• Dataset content:
(begin)

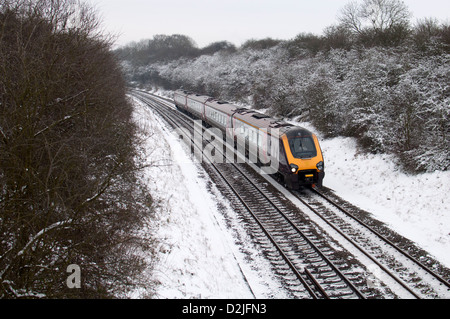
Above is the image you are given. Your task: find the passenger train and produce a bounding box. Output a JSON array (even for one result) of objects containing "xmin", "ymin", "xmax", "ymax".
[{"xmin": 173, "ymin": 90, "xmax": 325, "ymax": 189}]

(end)
(begin)

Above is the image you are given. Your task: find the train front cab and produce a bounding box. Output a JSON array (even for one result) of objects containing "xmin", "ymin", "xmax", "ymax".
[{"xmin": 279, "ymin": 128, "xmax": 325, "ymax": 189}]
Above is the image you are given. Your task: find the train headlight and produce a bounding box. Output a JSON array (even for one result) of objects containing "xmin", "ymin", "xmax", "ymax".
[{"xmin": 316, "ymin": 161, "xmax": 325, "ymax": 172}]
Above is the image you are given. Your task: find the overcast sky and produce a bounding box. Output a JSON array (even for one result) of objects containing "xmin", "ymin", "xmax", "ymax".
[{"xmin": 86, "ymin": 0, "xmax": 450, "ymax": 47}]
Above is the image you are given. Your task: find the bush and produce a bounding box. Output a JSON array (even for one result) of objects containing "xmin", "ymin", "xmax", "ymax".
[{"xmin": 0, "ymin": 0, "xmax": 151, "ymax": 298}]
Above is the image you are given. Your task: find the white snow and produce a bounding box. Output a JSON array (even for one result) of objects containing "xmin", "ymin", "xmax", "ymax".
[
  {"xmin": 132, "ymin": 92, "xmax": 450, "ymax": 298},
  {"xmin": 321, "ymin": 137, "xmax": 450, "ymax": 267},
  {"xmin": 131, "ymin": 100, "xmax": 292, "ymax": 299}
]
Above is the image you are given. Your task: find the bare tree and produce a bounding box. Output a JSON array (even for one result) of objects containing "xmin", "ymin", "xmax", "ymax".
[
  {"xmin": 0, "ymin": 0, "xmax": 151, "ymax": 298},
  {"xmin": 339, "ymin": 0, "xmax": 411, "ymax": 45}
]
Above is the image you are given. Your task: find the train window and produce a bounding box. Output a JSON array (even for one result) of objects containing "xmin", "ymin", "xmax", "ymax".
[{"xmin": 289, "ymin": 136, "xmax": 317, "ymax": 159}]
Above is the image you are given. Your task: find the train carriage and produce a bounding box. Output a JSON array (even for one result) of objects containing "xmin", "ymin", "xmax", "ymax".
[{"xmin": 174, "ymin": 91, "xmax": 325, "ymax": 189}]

(end)
(begin)

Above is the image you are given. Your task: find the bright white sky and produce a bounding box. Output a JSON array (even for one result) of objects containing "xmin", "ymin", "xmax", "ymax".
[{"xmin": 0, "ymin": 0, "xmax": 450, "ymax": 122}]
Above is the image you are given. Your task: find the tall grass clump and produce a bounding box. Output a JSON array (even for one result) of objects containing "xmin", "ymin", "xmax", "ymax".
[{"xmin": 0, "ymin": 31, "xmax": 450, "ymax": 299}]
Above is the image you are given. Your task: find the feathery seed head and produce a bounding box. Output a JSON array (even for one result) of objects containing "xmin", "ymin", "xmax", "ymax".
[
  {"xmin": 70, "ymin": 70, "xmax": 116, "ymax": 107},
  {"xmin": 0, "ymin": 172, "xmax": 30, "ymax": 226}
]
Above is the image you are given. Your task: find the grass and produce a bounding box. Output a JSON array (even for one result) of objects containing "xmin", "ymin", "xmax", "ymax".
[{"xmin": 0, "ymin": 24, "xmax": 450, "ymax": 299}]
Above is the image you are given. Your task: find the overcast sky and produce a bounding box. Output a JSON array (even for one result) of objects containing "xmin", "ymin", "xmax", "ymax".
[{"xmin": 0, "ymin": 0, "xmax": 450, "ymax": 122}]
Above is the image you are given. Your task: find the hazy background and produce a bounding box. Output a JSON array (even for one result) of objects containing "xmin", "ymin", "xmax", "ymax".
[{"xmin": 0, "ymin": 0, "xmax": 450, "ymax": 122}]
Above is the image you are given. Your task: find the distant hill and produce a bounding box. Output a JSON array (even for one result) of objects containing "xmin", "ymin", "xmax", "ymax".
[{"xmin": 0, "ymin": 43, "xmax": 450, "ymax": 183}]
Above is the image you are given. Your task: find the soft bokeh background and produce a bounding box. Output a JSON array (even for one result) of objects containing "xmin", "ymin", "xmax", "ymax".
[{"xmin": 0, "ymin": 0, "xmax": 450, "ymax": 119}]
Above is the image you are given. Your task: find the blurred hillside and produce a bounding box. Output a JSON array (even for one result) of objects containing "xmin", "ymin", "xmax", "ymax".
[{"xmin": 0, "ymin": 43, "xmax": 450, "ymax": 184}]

(end)

• Task requirements: Which lines in the items above contain the word "carriage", matching its case? Copy each of those lines in full.

• Finished exercise:
Above is the image you are given. Your task: find the train carriage and produce a bounding box. Output a JSON array (even for one result) of objects containing "xmin", "ymin", "xmax", "ymax".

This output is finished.